[Start of SUPPLIED PASSAGE]
During one of my lectures, I began to question the assumption that computers can only understand 1s and 0s. Lecturers tell us our applications and protocols must work only in binary. We, the latest generation of computer scientists, are slowly being brainwashed into worshipping the binary form, and we rise up in anger at the blasphemous rantings of anybody exploring the possibility of an alternative.
Computers have been around since the 1940s and binary has long been the computing industry standard. Binary is fantastic, a simple solution to the problem of data transfer between and within computers. But it also has its limitations. Consider a piece of data 2 bits long. Assuming a bit can only be 1 or 0, there are a total of four possible combinations of bits; 00, 01, 10, or 11. If we could choose another bit, which we shall call 2, we would have 9 possible combinations (00, 01, 10, 11, 02, 20, 21, 22, 12).
The number of bits in our data has an impact on hard drive space, network bandwith, and processing time. We should be considering all options to reduce the impact data length has on these things- trinary would dramatically reduce the problem.
UNIX timestamps (used across the world wide web and in many software systems) represent time as the number of seconds since the 1st of January, 1970. The time in seconds elapsed since that date is stored in a 32-bit integer, and, in binary, this means that the timestamp can only hold time up until 03:14:07 UTC on Tuesday, 19th January 2038. This is because 32 bits can store up to 2^32 seconds, which equates to 4,294,967,296 seconds. And that equates to just over 68 years.
The 2038 problem won’t be a problem for over 25 years, but in computing, we should make sure our systems are stable and have longevity. The proposed solution to the 2038 problem is using a 64-bit int, which would not overrun until Sunday, 4th December 292,277,026,596. As this is over 20 times the theorised age of the universe, we wouldn’t have to worry about running out of space anytime soon. But this also means using twice as much space to hold exactly the same information.
[End of SUPPLIED PASSAGE]
[Start of LISTING]
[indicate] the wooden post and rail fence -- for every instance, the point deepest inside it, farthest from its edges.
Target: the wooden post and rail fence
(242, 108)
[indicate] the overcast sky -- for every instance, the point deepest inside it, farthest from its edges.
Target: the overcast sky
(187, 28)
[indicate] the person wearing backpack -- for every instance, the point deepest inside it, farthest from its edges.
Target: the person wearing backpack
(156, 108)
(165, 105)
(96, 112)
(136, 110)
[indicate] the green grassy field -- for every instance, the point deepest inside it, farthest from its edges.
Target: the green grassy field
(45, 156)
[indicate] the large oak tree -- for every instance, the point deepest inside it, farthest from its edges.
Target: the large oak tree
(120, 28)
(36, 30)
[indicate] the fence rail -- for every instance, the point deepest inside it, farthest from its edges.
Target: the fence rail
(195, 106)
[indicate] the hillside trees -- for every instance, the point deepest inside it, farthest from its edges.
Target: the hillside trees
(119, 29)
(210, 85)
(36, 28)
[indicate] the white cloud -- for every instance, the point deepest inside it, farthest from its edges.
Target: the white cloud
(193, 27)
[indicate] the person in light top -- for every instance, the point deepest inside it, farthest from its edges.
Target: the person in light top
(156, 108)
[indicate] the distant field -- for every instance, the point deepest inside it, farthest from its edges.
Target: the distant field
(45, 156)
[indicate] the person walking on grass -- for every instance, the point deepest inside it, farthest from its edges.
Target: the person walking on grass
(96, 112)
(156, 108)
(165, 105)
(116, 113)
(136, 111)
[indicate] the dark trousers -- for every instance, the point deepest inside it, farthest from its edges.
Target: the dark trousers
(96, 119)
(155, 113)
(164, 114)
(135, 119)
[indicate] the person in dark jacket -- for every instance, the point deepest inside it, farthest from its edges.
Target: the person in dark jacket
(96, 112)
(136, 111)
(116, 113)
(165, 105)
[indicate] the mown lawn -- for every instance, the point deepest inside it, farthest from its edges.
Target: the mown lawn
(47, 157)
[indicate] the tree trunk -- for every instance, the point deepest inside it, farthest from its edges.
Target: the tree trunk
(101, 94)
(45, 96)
[End of LISTING]
▶ _TASK OBJECTIVE_
Write the next part of the essay on binary and trinary computing, picking up after its last sentence. The listing is separate material with no connection to the essay on binary and trinary computing.

▶ _ANSWER TO THIS EXERCISE_
Storing seconds in a 32-bit TRINARY int would give 3^32 seconds, giving 1,853,020,188,851,841 seconds since January 1st, 1970. This equates to over 58,758,884 years- which is still a pretty good long term system! Coming up with a trinary solution would reduce or remove countless problems in computing. Applications would run faster, data would take up much less space on hard drives, download speeds would be quicker (not only due to smaller file sizes, but as a result of a new Internet Protocol with smaller IP Headers). Rather than coming up with new and better ways of storing and transporting binary data, perhaps we should look into inventing trinary?
With this thought in mind, I got working on trinary the moment I got back from my lecture. The first thought I came up with:
As you can see, when the switch is open, nothing is being sent, which could be considered a binary 0. When the switch is closed, a current passes down the wire, which could be interpreted as a binary 1. You can either have electricity, or not- what I was trying to come up with was something in between. And my initial thought was light. Electricity could power a bulb or LED of some sort, which would be picked up by a sensor on another circuit, which would treat the signal as a trinary “2”.
I wasn’t hopeful about this idea, so I continued scribbling down my thoughts, and came up with a second concept:
This is a little more tricky. Electricity is passed down the wire and goes through an electromagnetic coil. It passes through this coil and into a logical OR gate, coming through as a binary 1. However, a magnetic field is created, forcing down a second switch in the circuit. This second switch allows another current to flow through to the OR gate, which is still treating this as a 1. Eventually, the current flows through a second electromagnetic coil, which pushes open the original switch, cutting off the original current. This kills off the original magnetic field, meaning the second switch opens and no current flows anymore. At this point, no current is coming from the OR gate, so this could be a binary 0.
Okay, so I didn’t think the design through properly, but the idea is that electricity flows and stops and flows and stops and flows through the OR gate thousands of times per second. This constant fluctuation in current could be considered a trinary 2, provided there is some intelligence in the circuit.
Again, I didn’t hold high hopes for the idea, so I kept thinking.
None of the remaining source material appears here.